**TASK**
Update the rows below by changing each "instance" to "occurrence". Leave everything else unchanged.

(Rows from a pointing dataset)
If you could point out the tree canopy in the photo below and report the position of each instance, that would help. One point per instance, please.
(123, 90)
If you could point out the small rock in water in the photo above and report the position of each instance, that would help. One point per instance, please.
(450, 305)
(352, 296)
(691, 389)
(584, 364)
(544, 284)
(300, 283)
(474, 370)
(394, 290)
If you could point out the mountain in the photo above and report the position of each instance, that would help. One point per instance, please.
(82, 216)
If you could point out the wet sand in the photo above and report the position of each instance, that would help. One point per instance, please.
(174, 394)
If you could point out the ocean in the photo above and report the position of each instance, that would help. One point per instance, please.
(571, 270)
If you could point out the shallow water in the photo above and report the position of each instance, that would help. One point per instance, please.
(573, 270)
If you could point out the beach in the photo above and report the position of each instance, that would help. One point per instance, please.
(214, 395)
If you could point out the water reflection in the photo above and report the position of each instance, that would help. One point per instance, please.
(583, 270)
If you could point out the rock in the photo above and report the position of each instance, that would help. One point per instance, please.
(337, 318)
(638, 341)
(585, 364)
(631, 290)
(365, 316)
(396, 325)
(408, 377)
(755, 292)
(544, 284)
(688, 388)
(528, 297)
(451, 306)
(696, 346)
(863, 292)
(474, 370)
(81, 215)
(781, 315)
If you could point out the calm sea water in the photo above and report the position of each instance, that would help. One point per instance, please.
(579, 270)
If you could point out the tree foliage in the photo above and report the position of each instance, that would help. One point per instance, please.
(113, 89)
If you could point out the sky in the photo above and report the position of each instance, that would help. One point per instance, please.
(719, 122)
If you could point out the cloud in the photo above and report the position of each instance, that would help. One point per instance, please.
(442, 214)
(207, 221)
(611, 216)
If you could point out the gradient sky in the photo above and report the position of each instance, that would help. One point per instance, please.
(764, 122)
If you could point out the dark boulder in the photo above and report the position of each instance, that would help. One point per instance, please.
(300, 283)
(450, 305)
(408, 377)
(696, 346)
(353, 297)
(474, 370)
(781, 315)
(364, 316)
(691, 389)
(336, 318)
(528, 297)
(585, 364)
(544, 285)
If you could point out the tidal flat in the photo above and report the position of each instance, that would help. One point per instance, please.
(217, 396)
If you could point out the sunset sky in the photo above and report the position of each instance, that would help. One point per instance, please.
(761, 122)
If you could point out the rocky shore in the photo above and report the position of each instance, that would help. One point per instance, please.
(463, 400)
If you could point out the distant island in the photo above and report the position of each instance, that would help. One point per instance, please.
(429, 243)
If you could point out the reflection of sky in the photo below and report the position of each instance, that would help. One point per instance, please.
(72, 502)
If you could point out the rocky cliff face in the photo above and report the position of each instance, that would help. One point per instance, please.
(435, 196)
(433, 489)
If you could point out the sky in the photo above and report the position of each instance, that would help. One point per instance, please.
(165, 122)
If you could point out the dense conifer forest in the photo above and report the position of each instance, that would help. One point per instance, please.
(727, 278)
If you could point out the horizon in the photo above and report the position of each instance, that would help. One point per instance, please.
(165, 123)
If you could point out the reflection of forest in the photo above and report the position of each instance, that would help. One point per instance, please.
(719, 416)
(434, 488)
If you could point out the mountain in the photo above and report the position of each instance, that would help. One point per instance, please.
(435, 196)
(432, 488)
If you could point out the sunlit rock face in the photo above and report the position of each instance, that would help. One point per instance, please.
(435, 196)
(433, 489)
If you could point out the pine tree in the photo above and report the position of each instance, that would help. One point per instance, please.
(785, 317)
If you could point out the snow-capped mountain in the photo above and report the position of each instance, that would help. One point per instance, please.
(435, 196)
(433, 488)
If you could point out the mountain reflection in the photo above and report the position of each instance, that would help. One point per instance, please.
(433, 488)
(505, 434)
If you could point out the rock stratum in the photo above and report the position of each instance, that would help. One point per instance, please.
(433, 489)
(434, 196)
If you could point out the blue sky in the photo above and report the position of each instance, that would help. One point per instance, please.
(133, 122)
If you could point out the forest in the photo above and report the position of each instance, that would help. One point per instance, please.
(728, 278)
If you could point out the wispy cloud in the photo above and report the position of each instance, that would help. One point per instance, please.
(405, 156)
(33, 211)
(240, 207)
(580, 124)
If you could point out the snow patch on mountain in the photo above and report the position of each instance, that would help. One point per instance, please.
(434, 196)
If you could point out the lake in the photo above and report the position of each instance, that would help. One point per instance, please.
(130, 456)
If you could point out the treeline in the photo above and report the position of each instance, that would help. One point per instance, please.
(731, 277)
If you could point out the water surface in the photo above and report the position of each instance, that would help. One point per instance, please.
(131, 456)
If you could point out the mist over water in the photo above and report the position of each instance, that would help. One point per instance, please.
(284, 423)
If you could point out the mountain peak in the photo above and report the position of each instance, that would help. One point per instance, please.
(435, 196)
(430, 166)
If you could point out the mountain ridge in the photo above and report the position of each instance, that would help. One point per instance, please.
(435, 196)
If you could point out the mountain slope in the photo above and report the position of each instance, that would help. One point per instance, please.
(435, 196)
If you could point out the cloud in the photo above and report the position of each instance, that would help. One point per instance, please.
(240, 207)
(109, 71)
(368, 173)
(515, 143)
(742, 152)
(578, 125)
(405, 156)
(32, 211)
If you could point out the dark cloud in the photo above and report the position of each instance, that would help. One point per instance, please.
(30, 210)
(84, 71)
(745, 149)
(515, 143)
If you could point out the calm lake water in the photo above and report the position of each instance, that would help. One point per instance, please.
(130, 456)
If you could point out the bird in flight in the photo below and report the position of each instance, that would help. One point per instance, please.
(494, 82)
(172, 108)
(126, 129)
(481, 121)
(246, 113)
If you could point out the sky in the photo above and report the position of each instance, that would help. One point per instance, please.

**SOLUTION BELOW**
If you could point out the tree canopy in the photo below and report the position of each occurrence, that would help. One point per occurrence, please.
(123, 90)
If you could point out the small rock in water in the photo above and report the position of each occurrence, that would help. One point per occurrence, please.
(450, 305)
(352, 296)
(691, 389)
(584, 364)
(544, 284)
(300, 283)
(474, 370)
(394, 290)
If you could point out the mountain in the photo above and report the position of each occurrence, that would help. One point per occurrence, please.
(82, 216)
If you could point out the wet sand in the photo above and report the position of each occurrence, that would help. One point per occurrence, please.
(174, 394)
If you could point out the ocean in the photo above and report the position of each occurrence, that would help. One point per occurrence, please.
(571, 270)
If you could point out the shallow water in the photo above and report the position of each occurrence, that would help. One point per occurrence, please.
(573, 270)
If you could point out the beach in the photo above and report the position of each occurrence, that would help. One point per occurrence, please.
(214, 395)
If you could point out the water reflection in the photo above and report the position of each occurrence, that would help. One point per occurrence, please.
(583, 270)
If you could point out the rock in the photo above and report the position of each occurrence, that would help. One point per occurrence, please.
(337, 318)
(638, 341)
(585, 364)
(631, 290)
(365, 316)
(396, 325)
(408, 377)
(755, 292)
(544, 284)
(688, 388)
(528, 297)
(451, 306)
(696, 346)
(863, 292)
(474, 370)
(81, 215)
(781, 315)
If you could point out the calm sea water in the photo above and report the position of each occurrence, that would help. One point per occurrence, please.
(579, 270)
If you could point out the tree foliage in the photo above and report the position of each occurrence, that would help. One point per occurrence, please.
(113, 89)
If you could point out the sky in the photo above and report the position of each occurrence, that would help. One point per occurrence, please.
(719, 122)
If you could point out the cloud in the photo above and report the position of each occurrence, that would help. One point per occurrence, please.
(442, 214)
(207, 221)
(611, 216)
If you could point out the gradient sky in the photo above and report the position of each occurrence, that would help. One point per occurrence, please.
(764, 122)
If you could point out the dark boulder in the photo above and report the position of each occurrence, that would help. One point per occurrence, please.
(300, 283)
(450, 305)
(408, 377)
(696, 346)
(353, 297)
(474, 370)
(781, 315)
(364, 316)
(691, 389)
(336, 318)
(528, 297)
(585, 364)
(544, 285)
If you could point out the tidal flat in the photo above and report the position of each occurrence, that would help. One point per occurrence, please.
(217, 396)
If you could point out the sunset sky in the photo above and report the position of each occurrence, that would help. One point per occurrence, please.
(761, 122)
If you could point out the rocky shore in the photo above and report the position of each occurrence, that would help. One point per occurrence, please.
(463, 400)
If you could point out the distant island in the photo above and report the position of each occurrence, that would help. One point per occurrence, please.
(429, 243)
If you could point out the reflection of sky in the photo below and report the position of each occurrence, that would help. One point per occurrence, please.
(72, 502)
If you could point out the rocky cliff face in the photo above and report the position of each occurrence, that would help. One point per occurrence, please.
(435, 196)
(433, 489)
If you could point out the sky in the photo above and report the position of each occurrence, that would help. One point per occurrence, please.
(165, 122)
If you could point out the dense conifer forest in the photo above and report the position of each occurrence, that would help. One point per occurrence, please.
(727, 278)
If you could point out the horizon in the photo above and report the position of each occurrence, that would help. One point per occurrence, please.
(165, 123)
If you could point out the reflection of forest in the photo above and report the position of each occurrence, that would help. One point per occurrence, please.
(719, 416)
(434, 488)
If you could point out the mountain in the photo above and report the position of each occurrence, that would help. One point per occurrence, please.
(435, 196)
(432, 488)
If you could point out the sunlit rock face in the photo above and report the position of each occurrence, that would help. One point per occurrence, please.
(435, 196)
(433, 489)
If you could point out the pine tree in the photo above and report the position of each occurrence, that would help. One point per occurrence, please.
(785, 317)
If you could point out the snow-capped mountain in the photo above and report the position of each occurrence, that would help. One point per occurrence, please.
(435, 196)
(433, 488)
If you could point out the mountain reflection in the photo above and report the position of each occurrence, that would help. One point per occurrence, please.
(433, 488)
(505, 434)
If you could point out the rock stratum in the photo above and report the position of each occurrence, that would help. One point per occurrence, please.
(433, 489)
(434, 196)
If you could point out the blue sky in the photo above and report the position of each occurrence, that would help. One point per occurrence, please.
(133, 122)
If you could point out the forest in the photo above and report the position of each occurrence, that would help. One point per occurrence, please.
(728, 278)
If you could point out the wispy cloud in the photo above and report the position of each occurrence, that would help. One point per occurrence, please.
(405, 156)
(33, 211)
(240, 207)
(580, 124)
If you could point out the snow patch on mountain in the photo above and report the position of each occurrence, that would help. One point per occurrence, please.
(434, 196)
If you could point out the lake in the photo above and report the position of each occurrence, that would help. One point per occurrence, please.
(130, 456)
If you could point out the treeline in the photo above and report the position of each occurrence, that would help. One point per occurrence, please.
(731, 277)
If you could point out the water surface in the photo above and report the position of each occurrence, that would help. One point per occurrence, please.
(131, 456)
If you could point out the mist over water in the photo above and report the position of each occurrence, that would help. One point per occurrence, please.
(284, 423)
If you could point out the mountain peak in the photo above and report the position of each occurrence, that would help. One point per occurrence, please.
(435, 196)
(430, 166)
If you could point out the mountain ridge in the photo above and report the position of each occurrence, that would help. One point per occurrence, please.
(435, 196)
If you could point out the mountain slope in the photo above and report the position of each occurrence, that would help. One point per occurrence, please.
(435, 196)
If you could point out the cloud in the photo above and report the position of each occurrence, that would help. One point per occurrence, please.
(240, 207)
(109, 71)
(368, 173)
(515, 143)
(742, 152)
(578, 125)
(405, 156)
(32, 211)
If you could point out the dark cloud in the photo above and report the position of each occurrence, that would help. One point per occurrence, please.
(30, 210)
(84, 71)
(745, 149)
(515, 143)
If you could point out the calm lake water in the photo above and report the position of each occurrence, that would help. One point per occurrence, please.
(130, 456)
If you could point out the bird in flight in the photo below and report the position of each occurrence, that would help. One point per occurrence, please.
(494, 82)
(172, 108)
(126, 129)
(481, 121)
(246, 113)
If you could point out the sky in the photo above and report the position of each occurrence, that would help. One point per occurrence, please.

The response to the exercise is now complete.